┌────────

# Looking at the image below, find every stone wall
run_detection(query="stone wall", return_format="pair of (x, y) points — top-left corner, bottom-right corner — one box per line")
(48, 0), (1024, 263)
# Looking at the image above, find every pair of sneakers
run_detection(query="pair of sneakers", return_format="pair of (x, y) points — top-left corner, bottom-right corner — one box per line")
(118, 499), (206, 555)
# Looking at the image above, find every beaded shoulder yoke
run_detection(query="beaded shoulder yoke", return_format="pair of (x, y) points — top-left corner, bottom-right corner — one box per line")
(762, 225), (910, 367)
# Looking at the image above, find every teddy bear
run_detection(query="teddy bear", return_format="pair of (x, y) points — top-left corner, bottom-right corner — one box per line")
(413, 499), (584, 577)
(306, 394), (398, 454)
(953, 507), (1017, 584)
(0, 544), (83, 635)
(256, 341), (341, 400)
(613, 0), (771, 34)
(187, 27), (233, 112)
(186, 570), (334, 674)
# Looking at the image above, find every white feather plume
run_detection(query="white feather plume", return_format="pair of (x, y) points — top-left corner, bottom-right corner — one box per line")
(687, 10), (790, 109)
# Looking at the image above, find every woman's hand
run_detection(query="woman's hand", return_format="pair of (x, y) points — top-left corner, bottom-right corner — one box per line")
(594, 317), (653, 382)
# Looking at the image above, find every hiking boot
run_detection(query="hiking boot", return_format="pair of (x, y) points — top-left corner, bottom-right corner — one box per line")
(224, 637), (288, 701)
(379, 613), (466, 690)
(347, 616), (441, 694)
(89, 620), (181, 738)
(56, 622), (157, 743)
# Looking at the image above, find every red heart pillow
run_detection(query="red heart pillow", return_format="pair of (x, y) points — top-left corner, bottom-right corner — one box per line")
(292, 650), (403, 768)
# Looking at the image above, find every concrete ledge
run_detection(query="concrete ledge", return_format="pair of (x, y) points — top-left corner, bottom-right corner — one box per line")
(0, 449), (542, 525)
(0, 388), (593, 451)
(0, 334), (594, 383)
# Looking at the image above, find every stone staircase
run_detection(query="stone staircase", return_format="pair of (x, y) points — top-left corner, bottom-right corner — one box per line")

└────────

Goal: Copy the listing above verbatim, reproducing every line without changes.

The solution:
# Looking at the image below, find every stone wall
run_detection(query="stone wall", return_format="pair of (x, y) points — top-left corner, bottom-right corner — one box per line")
(48, 0), (1024, 263)
# Looking at the image above, find every pair of sneakers
run_detection(query="pair of sneakers", return_format="pair of (x, y) points — top-left corner, bottom-right corner — one box per line")
(118, 499), (206, 555)
# Looking at the image above, find every beaded shoulder yoke
run_detection(query="beaded shoulder yoke", return_format="pair of (x, y) points — top-left corner, bottom-right corner — one box per line")
(762, 225), (910, 367)
# Looking at the image above, find every teddy bear
run_detection(query="teddy bear", return_format="pair of (x, y) points — top-left corner, bottom-right corner — one box per line")
(413, 499), (584, 577)
(306, 394), (398, 454)
(953, 507), (1017, 584)
(0, 544), (83, 635)
(256, 341), (341, 400)
(613, 0), (771, 34)
(187, 27), (233, 112)
(186, 570), (334, 674)
# Looking at the image above, find every white feather plume
run_detection(query="white feather plume", return_format="pair of (x, y) points — top-left corner, bottom-right corner — one box per line")
(687, 10), (790, 109)
# Looking at the image above, find every woman's hand
run_detection(query="woman's hand", return_format="pair of (x, y) points — top-left corner, bottom-right corner — one box per line")
(594, 317), (653, 382)
# Looking at the image above, find every hiking boot
run_detection(query="hiking boot", return_format="pair of (x, y) points — top-left corner, bottom-right corner — one box per line")
(224, 637), (288, 701)
(379, 613), (466, 690)
(347, 616), (441, 694)
(89, 620), (181, 738)
(56, 622), (157, 743)
# Looking at the image above, find every red heart pillow
run_detection(query="red heart pillow", return_format="pair of (x, y) points — top-left corner, bottom-right corner — one box per line")
(292, 650), (403, 768)
# Looking at the image above, find every concrete ledge
run_detection(query="concrete ledge", return_format="pair of (x, y) points — top-left corner, bottom-right corner — one box per line")
(0, 449), (542, 525)
(0, 388), (593, 451)
(0, 334), (594, 383)
# Looking at the image above, find every stone staircase
run_detection(query="stone staircase", return_format="pair of (x, y) points — top-left corner, bottom-right corner — one box per line")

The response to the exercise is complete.